Extracted data entries:
------------------------------
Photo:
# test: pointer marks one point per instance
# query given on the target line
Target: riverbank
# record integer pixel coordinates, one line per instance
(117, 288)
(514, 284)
------------------------------
▶ [Problem description] Go through the data and copy each line exactly as it was written.

▶ [Output of the exercise]
Photo:
# test: pointer marks one point per instance
# query given on the target line
Target: riverbank
# record integer pixel coordinates, one line per instance
(117, 288)
(514, 284)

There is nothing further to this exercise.